• WRITTEN TASK A: Update the rows from the line with "Identify each instance of the arc-shaped" up to and including the line with "Identify each instance of the raked", changing "record" to "note" and leaving everything else unchanged. Return only those rows.

• EXCERPTED PASSAGE:
## Begin

Every queer South Asian conference featured an emotional session called Coming Out to Parents, or Relating to Our Families of Birth, or even
Dear Mummy & Pappa.
But the main purpose of our gatherings was often affirmation: to tell ourselves, against all assertions to the contrary, that we could be both Indian and lesbian, both Pakistani and gay, both Bangladeshi and bisexual; that we were neither traitors nor deviants nor heretics but merely humans trying to love. Among these peers, some of whom became close friends, I felt that perhaps I had found my own people—my home.

We continue to find one another. In 2007 I was thrilled to meet, at a conference, women who were overcoming great odds to organize and support lesbians in rural Gujarat, near my family's ancestral villages. From them I bought a poster, tricolor like India's flag, that proudly declares "Indian and Lesbian" in English, Hindi, and Gujarati. It hangs in my living room, framed and under glass like a precious artwork, or perhaps a mirror: totem, reminder, proof that I—we—exist.

I no longer wish to be Ann, or Marie, or even Gita. After half a lifetime of subtly Americanizing the pronunciation of my name, in the past year I have begun to say it the Gujarati way: Minal,
mee-nalr.
The vowels have a specific, rolling intonation; the final letter is a consonant that does not exist in English, somewhere in the borderland between
l
and
r.
Each time I say my name this way, I have the sensation of integrating language itself.

I have come to understand that queerness is a migration as momentous as any other, a journey from one world to the next. My earliest sense of alienation feels, now, like a source: a dual, twining root of both my queerness and my writing. For it is in such a splitting that the self becomes a constant observer, of both itself and others—first as a technology of survival, then as amusement, curiosity, habit, and finally for its own sake. And, observing, solitary, one cannot help developing ideas, critiques, leaps of explanation and imagination; narratives.

To write this book I traveled the world interviewing relatives, after more than a dozen years of keeping all my relations at arm's length. For one of my generation to be interested in the old-time ways and stories sometimes brought tears to my elders' eyes. It brought questions, too, including the ones I began dreading as soon as I bought my plane tickets:
When are you getting married?
followed shortly by
Why not?

Mostly I evaded the questions with a simple "It's not for me." Repeated once or twice, it was usually enough. Sometimes I added a Gujarati saying,
Sukhi jiv dukh maa laakhe;
loosely translated, "Why throw a happy life into suffering?" and, usually, everyone laughed. Sometimes I resorted to my parents' well-worn excuse: I was busy with my work. On a couple of occasions I came out to relatives who I thought would understand, cousins and aunts to whom I could explain in English; I kept hoping the news would reach a key person who would tell everyone else, so that I would never have to come out again. But it seems I was unskilled in working the family gossip machine; and the truth is, I often passed up opportunities to out myself. Like any journalist I did not want to become the story I was reporting; I did not want my interviews to become focused on me. A combination of this desire, the language barrier, and simple cowardice stopped me. As a result, the questions continued.

## End

• DATASET EXTRACT:
## Begin

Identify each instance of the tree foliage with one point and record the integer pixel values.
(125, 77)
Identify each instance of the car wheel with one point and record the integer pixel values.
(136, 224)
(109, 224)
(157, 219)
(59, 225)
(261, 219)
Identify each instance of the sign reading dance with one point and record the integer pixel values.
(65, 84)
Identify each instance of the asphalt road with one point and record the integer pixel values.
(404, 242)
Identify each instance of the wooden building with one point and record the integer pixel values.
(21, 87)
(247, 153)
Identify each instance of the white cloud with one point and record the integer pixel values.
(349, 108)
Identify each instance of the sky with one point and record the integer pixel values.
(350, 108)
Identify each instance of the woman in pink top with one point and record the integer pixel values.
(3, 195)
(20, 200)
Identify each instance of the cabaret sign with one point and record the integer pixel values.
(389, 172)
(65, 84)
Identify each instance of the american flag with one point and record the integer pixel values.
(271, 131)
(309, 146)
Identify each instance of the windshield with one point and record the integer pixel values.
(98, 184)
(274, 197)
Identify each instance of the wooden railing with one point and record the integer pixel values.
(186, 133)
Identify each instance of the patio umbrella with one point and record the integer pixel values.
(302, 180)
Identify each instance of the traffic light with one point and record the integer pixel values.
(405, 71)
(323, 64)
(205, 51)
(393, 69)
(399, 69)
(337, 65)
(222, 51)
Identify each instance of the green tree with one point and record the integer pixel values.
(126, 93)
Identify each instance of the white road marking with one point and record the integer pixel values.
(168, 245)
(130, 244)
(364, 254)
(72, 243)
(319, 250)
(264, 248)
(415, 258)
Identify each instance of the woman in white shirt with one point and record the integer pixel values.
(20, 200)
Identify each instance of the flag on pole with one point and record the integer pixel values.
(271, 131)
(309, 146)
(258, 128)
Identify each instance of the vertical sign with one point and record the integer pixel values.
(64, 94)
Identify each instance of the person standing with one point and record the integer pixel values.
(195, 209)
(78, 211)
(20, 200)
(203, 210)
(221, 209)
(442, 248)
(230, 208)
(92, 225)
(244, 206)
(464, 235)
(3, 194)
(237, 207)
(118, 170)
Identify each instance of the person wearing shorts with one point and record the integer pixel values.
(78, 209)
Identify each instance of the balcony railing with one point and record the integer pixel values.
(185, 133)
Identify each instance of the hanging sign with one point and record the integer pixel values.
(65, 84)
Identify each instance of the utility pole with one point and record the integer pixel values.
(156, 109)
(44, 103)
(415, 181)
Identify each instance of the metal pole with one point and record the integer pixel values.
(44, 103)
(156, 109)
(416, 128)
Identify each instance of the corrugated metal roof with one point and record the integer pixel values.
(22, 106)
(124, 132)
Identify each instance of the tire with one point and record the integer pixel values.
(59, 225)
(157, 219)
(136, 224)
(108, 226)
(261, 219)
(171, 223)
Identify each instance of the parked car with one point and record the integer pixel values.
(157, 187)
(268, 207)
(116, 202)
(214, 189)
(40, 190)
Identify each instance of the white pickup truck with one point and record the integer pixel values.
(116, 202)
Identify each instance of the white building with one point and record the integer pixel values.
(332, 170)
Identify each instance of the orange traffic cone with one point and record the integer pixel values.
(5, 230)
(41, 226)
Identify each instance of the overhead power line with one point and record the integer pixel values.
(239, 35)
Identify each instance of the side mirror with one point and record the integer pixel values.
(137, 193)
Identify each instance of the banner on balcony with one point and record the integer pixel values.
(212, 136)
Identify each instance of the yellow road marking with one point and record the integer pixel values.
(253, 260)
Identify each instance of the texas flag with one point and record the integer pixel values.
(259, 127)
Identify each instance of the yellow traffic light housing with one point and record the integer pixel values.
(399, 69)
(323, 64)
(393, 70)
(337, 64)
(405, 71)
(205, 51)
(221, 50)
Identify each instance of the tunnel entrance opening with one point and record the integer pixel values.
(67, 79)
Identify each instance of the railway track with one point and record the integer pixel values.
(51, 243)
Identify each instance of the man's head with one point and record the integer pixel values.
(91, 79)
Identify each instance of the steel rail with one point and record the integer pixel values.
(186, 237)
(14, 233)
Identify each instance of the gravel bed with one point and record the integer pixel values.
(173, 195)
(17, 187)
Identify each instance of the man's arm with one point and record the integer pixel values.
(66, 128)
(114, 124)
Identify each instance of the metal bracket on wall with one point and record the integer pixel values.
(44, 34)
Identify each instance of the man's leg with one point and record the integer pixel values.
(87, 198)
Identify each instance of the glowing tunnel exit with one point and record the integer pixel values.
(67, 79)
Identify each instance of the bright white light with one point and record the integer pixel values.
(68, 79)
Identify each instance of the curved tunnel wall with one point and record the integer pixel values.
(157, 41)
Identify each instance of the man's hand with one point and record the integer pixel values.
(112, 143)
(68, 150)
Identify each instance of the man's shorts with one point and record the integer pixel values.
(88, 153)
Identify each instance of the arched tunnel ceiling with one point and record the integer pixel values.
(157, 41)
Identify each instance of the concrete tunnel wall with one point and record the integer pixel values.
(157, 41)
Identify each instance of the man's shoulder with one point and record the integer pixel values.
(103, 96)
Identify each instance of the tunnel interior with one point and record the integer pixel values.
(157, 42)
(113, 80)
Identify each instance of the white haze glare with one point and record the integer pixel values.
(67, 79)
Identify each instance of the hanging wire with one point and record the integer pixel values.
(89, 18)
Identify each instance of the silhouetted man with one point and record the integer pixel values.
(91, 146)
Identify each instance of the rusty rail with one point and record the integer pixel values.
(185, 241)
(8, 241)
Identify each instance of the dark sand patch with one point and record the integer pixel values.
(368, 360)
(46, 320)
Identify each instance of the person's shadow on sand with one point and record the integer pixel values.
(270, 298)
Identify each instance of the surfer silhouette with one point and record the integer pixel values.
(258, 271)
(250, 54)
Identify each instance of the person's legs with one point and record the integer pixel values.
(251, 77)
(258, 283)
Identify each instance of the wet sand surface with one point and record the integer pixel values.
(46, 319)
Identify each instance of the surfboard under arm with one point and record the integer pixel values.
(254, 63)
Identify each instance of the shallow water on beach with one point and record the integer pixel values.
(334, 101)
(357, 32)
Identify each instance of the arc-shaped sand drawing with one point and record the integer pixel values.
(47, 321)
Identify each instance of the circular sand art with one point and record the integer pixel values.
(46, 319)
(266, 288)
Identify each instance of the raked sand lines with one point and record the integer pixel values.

## End
## Begin

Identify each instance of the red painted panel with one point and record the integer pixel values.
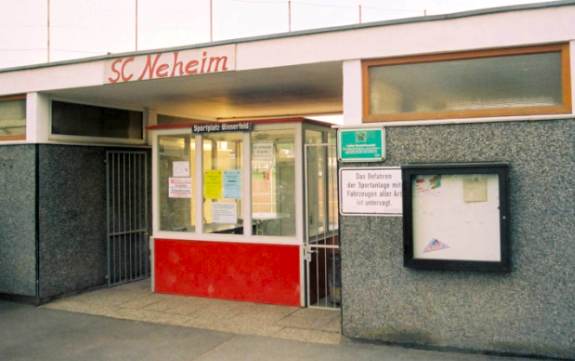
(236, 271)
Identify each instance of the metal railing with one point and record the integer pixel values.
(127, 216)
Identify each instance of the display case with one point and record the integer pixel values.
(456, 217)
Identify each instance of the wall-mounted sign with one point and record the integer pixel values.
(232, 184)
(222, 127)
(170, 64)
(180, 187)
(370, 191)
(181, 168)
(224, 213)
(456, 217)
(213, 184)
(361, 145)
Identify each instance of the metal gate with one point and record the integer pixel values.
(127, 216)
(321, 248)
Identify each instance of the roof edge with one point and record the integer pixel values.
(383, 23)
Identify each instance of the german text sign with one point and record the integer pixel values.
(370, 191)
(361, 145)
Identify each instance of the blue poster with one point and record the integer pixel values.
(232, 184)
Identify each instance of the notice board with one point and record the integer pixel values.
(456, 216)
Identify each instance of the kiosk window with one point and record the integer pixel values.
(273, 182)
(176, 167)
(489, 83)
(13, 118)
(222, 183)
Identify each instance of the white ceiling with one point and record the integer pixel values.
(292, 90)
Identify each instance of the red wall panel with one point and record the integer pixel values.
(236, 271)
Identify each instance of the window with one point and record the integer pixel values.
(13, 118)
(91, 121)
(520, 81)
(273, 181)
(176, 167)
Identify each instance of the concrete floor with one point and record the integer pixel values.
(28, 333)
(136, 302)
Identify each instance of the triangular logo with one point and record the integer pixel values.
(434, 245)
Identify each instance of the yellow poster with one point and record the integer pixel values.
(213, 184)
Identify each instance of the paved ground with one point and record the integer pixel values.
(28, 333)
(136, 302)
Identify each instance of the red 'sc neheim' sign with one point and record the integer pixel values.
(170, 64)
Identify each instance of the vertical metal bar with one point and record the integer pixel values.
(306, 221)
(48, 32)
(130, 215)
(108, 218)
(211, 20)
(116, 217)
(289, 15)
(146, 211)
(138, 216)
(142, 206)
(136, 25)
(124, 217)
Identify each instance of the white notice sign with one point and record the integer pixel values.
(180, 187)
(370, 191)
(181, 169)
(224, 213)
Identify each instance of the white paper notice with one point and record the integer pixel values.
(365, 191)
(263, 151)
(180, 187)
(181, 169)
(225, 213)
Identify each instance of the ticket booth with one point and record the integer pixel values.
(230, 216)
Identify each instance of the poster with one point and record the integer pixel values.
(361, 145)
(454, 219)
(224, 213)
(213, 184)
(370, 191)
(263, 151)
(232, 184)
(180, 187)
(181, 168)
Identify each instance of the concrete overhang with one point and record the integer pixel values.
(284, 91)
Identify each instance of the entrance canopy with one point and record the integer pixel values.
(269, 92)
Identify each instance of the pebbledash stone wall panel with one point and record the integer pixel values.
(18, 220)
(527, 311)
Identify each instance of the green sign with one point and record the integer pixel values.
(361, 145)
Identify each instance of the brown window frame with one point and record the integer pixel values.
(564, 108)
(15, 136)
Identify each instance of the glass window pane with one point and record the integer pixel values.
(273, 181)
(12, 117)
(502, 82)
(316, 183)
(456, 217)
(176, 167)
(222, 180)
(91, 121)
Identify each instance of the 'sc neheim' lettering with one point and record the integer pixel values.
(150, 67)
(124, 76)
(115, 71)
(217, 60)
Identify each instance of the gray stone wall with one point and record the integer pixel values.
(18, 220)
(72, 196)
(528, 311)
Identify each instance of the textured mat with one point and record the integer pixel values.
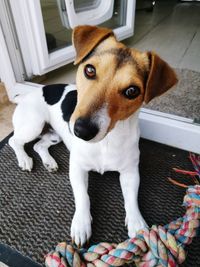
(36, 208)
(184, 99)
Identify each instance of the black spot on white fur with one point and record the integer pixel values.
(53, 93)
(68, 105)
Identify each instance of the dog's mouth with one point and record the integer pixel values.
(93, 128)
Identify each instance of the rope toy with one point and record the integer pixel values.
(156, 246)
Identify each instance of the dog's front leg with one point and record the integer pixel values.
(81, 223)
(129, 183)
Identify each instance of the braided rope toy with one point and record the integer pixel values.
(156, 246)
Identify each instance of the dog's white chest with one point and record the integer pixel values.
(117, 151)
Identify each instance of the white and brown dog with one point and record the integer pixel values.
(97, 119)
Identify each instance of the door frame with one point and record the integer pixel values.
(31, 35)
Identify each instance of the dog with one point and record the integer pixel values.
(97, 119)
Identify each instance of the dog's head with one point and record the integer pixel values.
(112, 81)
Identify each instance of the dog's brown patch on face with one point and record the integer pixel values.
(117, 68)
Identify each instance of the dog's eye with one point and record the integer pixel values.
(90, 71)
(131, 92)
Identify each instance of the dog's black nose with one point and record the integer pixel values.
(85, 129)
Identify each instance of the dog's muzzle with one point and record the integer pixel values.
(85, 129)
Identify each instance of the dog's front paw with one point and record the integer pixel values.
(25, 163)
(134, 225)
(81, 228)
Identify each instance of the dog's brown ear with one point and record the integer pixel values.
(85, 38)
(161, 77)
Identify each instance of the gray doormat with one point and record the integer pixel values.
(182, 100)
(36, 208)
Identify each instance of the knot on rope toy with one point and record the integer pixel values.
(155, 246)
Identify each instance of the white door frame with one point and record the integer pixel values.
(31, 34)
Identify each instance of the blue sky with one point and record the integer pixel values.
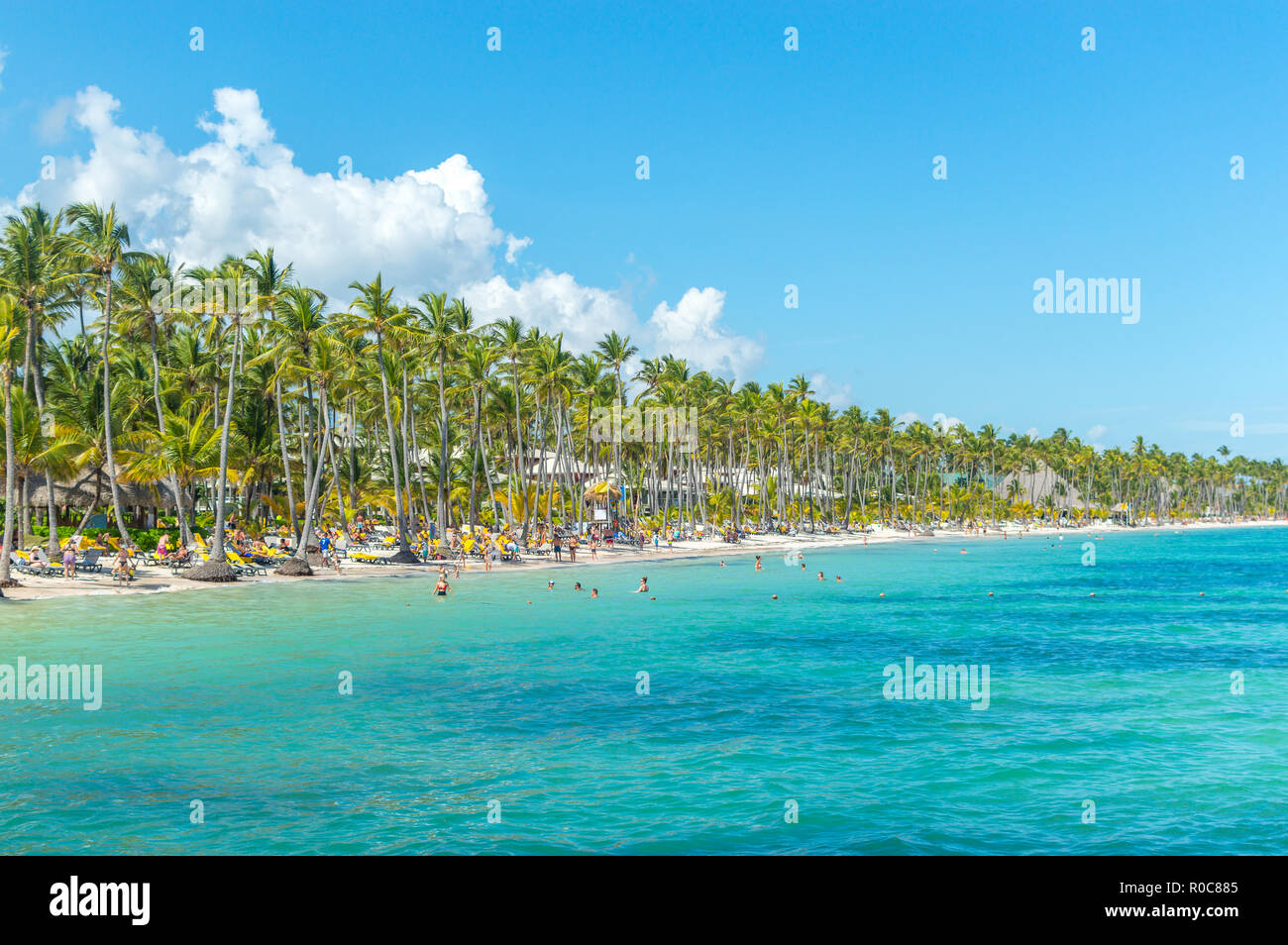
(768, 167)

## End
## Begin

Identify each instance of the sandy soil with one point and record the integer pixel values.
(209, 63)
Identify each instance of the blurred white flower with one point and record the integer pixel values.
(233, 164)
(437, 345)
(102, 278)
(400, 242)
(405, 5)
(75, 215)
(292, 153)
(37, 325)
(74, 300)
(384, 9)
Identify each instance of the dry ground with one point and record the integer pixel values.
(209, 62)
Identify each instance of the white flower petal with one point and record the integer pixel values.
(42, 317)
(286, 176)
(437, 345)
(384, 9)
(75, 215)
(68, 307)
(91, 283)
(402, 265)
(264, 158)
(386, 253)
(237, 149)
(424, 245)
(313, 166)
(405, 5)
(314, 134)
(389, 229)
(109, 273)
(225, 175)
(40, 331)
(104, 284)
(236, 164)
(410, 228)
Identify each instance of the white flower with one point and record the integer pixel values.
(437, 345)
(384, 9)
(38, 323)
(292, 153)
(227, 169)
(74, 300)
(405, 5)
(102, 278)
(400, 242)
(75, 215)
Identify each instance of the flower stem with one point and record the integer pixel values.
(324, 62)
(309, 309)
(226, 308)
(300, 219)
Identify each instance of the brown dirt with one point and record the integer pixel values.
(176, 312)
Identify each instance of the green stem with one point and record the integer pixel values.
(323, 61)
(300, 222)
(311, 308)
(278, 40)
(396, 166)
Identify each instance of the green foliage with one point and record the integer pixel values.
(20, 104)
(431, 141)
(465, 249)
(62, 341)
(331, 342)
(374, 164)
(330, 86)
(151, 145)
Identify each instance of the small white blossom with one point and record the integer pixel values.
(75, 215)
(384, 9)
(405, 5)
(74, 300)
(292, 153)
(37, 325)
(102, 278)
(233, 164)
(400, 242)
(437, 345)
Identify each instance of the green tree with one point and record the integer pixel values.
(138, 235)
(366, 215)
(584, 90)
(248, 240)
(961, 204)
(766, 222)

## End

• WRITTEN TASK B: Repeat the excerpt on queer South Asian identity word for word, from "We continue to" up to and including "proof that I—we—exist.".

• RESULT A:
Identify each instance of the arc-shaped sand drawing with one point and note the integer pixel values.
(47, 321)
Identify each instance of the circular sand art with one point and note the integer pixel values.
(46, 319)
(266, 288)
Identify each instance of the raked sand lines with one point and note the integer pixel values.

• RESULT B:
We continue to find one another. In 2007 I was thrilled to meet, at a conference, women who were overcoming great odds to organize and support lesbians in rural Gujarat, near my family's ancestral villages. From them I bought a poster, tricolor like India's flag, that proudly declares "Indian and Lesbian" in English, Hindi, and Gujarati. It hangs in my living room, framed and under glass like a precious artwork, or perhaps a mirror: totem, reminder, proof that I—we—exist.